* PROBLEM TO WORK ON
Starting at the line that contains "Task: identify the leafy" and continuing through the end of the data, edit the lines so that "leafy green tree" becomes "deciduous tree", with nothing else changed. Give back only those lines.

(Collected data entries)
···
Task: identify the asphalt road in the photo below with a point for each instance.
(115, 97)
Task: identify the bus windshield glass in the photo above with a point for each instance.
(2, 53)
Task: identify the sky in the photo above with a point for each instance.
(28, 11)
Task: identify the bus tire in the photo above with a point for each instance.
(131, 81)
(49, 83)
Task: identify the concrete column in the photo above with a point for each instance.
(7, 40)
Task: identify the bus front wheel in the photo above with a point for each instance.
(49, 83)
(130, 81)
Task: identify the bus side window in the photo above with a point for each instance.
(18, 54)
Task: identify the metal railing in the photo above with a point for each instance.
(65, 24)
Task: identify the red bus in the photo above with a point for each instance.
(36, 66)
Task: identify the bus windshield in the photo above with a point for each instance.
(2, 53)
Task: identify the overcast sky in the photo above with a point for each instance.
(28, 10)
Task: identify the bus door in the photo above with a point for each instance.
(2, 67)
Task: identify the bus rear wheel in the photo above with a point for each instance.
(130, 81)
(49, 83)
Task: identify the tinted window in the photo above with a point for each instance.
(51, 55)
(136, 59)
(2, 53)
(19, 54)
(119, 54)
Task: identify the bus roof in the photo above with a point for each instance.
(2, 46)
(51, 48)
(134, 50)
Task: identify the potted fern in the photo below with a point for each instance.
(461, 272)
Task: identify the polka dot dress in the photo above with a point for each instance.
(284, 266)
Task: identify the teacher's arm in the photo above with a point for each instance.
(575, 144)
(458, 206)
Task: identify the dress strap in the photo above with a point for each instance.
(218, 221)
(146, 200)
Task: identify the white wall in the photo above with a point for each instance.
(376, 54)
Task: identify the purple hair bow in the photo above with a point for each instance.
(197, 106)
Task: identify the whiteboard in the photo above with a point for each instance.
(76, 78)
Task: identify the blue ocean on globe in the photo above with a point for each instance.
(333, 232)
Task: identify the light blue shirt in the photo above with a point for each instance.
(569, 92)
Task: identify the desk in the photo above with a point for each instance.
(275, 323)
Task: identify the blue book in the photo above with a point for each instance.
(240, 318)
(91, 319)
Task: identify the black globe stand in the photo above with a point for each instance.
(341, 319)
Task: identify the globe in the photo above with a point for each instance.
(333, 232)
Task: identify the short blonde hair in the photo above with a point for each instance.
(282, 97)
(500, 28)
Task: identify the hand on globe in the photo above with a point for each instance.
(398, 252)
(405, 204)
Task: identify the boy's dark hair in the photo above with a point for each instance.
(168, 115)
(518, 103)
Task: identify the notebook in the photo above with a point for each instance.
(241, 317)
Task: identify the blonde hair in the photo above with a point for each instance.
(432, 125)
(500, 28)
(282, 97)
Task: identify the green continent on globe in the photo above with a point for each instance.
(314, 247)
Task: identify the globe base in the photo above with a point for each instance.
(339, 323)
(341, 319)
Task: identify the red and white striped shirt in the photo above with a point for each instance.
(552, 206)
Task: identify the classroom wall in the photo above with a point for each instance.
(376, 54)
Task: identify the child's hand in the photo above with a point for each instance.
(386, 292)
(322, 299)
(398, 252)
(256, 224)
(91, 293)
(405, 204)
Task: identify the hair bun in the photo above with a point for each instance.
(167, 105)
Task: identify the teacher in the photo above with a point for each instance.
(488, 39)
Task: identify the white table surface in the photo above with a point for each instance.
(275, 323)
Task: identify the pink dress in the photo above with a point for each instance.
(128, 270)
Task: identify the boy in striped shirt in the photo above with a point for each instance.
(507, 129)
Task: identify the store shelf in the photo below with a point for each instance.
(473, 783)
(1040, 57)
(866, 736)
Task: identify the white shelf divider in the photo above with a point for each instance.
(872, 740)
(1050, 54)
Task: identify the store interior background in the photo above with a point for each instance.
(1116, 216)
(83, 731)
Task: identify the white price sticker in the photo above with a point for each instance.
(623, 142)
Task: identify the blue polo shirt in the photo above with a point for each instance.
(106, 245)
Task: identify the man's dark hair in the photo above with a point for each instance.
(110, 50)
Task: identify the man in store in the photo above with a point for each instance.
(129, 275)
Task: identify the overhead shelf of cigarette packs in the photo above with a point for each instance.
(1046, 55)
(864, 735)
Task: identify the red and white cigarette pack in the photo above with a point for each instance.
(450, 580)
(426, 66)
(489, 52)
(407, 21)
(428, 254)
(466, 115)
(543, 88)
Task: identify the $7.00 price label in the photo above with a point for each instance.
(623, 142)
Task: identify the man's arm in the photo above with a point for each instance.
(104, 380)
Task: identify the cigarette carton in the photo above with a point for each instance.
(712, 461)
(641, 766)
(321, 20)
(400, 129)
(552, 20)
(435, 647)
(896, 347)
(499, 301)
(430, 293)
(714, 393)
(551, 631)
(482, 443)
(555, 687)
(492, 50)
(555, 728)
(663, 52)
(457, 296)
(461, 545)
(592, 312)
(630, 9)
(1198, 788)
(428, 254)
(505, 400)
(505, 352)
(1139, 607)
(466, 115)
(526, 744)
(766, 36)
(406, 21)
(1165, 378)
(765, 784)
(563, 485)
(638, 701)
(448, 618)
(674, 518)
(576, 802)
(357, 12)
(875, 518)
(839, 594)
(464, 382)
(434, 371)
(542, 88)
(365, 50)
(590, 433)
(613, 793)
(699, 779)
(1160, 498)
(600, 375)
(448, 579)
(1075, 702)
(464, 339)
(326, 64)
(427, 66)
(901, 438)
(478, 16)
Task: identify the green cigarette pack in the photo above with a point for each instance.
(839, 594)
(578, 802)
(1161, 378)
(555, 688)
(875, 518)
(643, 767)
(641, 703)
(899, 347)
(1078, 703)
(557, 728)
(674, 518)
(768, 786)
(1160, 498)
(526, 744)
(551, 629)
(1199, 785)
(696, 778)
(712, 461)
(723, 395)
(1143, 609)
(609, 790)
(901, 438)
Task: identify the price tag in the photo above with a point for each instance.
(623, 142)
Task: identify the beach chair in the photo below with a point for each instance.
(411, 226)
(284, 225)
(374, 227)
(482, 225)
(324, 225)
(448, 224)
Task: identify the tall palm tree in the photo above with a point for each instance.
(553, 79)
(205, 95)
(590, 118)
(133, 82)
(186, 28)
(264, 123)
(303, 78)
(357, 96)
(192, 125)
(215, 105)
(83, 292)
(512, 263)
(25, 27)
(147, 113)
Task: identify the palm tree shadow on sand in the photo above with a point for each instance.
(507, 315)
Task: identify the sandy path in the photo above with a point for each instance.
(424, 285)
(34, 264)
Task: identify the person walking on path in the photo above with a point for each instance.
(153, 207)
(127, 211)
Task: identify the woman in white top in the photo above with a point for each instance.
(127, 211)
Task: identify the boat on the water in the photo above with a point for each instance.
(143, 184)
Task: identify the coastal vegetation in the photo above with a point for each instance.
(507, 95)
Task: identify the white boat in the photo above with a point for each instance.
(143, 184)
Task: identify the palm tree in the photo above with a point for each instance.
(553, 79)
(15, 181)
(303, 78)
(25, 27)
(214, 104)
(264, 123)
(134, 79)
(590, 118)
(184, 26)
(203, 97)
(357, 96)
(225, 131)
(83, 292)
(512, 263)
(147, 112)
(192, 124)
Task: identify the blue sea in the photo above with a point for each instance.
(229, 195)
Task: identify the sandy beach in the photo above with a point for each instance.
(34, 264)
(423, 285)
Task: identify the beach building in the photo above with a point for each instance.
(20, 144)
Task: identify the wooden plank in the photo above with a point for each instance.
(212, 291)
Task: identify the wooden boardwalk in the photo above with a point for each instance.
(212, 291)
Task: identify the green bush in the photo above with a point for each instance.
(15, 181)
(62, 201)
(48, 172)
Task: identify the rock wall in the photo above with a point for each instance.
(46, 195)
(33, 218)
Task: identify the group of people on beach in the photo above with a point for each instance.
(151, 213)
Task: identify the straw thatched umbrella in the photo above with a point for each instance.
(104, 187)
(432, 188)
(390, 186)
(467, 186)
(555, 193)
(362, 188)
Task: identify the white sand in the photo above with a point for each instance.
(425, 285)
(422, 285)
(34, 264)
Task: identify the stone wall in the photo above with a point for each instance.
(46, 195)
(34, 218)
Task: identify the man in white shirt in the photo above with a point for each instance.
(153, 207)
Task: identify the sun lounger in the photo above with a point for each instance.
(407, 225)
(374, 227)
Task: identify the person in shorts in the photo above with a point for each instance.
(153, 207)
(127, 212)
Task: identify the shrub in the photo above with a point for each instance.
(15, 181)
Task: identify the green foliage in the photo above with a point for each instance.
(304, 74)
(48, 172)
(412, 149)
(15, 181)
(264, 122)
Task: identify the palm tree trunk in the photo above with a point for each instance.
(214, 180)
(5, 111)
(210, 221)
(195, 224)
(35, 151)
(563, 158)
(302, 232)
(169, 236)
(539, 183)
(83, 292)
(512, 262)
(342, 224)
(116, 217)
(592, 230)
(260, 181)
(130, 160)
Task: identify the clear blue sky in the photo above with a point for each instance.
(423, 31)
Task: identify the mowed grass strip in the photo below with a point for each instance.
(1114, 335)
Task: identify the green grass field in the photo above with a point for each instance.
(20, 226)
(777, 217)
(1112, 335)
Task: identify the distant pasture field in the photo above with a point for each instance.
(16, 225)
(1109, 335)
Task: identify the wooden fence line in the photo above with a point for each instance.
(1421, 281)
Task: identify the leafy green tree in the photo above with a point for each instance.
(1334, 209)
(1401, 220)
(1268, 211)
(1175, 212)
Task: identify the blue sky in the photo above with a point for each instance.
···
* THE OUTPUT
Task: identify the deciduous tree in the photo above with a point for each instance.
(1334, 209)
(1401, 220)
(1268, 211)
(1175, 212)
Task: identify the blue sky in the photo above with a point for each instance.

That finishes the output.